Your task: Go through the data and copy every line in which "blurred" appears.

··· Records for the exercise

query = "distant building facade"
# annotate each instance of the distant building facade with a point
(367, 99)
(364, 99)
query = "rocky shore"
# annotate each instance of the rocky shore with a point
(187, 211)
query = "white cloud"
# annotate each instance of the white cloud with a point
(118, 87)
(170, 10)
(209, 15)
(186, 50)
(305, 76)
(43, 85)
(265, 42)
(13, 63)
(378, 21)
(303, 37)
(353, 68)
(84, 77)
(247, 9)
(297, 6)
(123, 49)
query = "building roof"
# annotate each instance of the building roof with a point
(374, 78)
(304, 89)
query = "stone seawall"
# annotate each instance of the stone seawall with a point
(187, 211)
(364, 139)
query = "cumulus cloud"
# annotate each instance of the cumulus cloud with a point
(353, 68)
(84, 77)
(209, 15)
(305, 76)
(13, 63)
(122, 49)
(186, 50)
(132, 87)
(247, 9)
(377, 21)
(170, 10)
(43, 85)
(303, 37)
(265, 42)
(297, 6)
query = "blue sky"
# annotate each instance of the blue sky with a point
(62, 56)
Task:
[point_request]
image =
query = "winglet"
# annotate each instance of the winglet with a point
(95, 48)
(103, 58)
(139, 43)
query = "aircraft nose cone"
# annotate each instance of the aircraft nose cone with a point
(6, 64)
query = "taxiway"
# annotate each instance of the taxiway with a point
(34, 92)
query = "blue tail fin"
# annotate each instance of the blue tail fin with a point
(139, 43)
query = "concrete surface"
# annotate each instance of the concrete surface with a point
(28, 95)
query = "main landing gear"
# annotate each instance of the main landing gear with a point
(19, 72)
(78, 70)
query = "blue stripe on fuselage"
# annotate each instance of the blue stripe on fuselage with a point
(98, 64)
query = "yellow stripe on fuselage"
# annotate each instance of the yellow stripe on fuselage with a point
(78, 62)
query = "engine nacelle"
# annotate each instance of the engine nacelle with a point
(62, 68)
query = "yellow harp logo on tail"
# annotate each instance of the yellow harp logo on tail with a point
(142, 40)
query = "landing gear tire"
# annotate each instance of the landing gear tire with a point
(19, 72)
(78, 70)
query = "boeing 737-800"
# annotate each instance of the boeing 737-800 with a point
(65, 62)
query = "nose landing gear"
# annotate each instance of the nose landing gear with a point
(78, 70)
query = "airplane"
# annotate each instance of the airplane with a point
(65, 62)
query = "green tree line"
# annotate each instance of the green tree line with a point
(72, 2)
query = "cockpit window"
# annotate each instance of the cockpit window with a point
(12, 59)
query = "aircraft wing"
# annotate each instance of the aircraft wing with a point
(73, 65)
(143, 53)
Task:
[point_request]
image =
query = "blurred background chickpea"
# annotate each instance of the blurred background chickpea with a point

······

Result for this exercise:
query = "blurred background chickpea"
# annotate each instance of the blurred background chickpea with a point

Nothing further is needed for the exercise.